- Task to complete:
Your task is to find every line of the data that holds the string "bird" and copy it.

- Saved data entries:
■ ■ ■ ■
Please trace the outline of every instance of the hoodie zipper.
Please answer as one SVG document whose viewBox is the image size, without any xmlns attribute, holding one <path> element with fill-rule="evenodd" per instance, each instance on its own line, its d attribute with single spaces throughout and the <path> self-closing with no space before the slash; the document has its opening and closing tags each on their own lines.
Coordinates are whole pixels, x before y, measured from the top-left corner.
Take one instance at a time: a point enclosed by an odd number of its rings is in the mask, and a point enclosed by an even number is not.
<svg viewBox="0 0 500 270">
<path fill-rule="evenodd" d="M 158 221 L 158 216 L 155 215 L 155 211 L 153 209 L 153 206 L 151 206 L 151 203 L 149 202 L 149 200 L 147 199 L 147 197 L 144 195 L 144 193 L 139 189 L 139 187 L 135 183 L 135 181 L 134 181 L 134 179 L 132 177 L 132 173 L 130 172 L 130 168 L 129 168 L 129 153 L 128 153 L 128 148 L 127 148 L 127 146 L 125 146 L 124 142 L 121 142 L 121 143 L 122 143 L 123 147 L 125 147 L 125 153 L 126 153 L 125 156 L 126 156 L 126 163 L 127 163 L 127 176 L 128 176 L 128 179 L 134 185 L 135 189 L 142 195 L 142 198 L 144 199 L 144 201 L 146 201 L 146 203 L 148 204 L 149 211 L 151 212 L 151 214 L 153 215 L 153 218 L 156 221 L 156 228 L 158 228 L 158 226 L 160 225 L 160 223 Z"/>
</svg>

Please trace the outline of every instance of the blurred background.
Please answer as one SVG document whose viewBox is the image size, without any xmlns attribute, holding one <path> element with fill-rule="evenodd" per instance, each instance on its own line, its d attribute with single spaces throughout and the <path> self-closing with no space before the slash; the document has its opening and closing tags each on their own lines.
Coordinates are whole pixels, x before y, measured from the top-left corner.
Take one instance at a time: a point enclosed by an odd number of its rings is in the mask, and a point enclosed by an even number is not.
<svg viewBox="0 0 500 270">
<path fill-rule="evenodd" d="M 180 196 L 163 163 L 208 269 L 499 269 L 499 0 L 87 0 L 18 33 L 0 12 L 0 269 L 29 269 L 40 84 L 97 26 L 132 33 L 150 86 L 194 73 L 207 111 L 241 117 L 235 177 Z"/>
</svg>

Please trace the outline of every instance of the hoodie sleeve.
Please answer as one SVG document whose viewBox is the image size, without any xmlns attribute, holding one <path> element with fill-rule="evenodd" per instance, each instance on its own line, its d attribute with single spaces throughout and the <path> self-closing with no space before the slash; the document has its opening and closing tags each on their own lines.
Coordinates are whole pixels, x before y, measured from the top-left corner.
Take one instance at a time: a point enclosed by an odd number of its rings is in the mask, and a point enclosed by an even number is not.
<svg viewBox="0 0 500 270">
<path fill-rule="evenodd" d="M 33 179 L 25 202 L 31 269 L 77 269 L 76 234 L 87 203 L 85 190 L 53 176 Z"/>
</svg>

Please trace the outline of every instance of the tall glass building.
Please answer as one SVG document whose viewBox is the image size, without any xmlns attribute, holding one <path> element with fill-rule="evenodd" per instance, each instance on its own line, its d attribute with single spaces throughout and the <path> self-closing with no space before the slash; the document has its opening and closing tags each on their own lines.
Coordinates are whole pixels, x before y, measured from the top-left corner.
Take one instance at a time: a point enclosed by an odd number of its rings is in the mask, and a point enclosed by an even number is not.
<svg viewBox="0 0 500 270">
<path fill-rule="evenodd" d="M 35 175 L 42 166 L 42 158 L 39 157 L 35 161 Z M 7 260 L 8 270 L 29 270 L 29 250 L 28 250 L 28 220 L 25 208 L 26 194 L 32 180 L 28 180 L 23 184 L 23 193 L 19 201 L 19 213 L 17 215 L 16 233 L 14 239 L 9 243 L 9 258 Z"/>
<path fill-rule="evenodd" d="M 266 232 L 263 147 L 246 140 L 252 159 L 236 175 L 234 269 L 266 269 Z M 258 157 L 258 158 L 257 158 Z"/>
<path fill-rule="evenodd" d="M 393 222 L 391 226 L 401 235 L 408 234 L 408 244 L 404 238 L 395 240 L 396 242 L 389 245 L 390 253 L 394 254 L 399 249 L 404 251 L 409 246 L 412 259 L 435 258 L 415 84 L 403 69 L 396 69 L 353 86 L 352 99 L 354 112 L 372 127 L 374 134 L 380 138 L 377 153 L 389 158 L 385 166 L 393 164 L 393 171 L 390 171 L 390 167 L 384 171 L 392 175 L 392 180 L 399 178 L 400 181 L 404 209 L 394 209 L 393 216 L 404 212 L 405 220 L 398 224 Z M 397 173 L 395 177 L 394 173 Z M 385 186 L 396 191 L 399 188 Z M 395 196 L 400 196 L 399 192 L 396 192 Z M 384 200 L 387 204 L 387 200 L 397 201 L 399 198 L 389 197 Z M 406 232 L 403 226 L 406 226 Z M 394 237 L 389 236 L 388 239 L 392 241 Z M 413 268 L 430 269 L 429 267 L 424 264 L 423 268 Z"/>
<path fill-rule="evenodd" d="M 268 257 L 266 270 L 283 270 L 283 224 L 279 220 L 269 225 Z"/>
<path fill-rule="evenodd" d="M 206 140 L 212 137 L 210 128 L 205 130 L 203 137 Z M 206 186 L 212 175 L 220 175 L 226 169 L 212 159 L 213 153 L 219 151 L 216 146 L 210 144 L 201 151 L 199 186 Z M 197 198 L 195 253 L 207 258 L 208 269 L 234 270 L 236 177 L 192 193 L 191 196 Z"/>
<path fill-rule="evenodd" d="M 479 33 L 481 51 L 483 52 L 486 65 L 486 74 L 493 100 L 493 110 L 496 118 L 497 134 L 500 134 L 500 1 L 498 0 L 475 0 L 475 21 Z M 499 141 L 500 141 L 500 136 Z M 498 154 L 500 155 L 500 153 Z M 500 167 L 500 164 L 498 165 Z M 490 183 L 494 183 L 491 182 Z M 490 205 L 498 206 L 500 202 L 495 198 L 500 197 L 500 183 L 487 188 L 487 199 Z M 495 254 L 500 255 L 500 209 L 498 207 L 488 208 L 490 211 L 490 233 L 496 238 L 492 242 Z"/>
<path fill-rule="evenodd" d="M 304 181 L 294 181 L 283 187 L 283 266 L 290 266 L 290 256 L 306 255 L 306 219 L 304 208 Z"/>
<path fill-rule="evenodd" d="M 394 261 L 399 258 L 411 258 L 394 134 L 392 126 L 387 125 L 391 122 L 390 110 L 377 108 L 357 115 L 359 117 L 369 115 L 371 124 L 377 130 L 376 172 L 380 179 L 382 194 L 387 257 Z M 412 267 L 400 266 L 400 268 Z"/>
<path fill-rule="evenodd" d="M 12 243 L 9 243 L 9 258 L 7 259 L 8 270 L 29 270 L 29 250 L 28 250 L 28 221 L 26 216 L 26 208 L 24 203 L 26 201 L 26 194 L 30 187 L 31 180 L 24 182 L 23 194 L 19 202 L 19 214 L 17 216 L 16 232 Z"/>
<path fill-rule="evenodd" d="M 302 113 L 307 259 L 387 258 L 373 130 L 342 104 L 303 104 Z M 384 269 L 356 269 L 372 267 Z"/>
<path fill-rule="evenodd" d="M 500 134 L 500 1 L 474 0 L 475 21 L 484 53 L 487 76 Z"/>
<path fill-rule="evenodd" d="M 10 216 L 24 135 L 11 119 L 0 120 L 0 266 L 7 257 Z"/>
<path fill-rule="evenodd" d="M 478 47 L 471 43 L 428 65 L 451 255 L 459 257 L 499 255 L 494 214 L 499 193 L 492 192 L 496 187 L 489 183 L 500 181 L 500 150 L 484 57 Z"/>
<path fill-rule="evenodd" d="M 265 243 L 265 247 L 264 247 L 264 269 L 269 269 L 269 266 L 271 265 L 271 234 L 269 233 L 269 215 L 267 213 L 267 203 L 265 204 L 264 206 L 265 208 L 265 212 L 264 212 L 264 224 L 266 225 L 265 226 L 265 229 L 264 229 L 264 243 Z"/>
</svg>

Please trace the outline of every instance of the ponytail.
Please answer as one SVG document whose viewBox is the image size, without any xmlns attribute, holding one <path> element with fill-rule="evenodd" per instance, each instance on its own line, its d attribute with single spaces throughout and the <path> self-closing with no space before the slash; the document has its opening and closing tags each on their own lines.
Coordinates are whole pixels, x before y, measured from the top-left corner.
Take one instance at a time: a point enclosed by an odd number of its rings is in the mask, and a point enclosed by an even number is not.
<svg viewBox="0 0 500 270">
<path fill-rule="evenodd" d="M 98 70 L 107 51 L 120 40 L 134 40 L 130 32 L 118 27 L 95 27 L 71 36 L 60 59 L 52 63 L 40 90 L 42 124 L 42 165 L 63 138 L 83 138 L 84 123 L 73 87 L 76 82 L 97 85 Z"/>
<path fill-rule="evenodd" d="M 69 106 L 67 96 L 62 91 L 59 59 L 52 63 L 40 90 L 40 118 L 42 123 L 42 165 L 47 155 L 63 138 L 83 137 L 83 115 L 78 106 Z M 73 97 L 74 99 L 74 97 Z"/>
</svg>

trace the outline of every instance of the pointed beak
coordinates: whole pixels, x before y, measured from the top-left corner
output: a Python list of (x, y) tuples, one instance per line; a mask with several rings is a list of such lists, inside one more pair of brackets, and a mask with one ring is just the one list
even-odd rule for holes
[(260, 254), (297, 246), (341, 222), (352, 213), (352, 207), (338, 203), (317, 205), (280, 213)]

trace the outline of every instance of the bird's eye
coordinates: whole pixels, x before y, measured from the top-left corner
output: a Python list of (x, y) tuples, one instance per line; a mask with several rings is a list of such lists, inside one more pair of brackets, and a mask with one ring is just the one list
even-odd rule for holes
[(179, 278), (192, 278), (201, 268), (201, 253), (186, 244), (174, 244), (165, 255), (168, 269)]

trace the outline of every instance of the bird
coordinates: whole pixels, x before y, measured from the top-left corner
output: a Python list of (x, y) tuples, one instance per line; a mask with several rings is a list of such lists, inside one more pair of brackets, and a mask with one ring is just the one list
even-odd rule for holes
■ ■ ■ ■
- Result:
trace the outline of every instance of the bird's eye
trace the outline of every instance of the bird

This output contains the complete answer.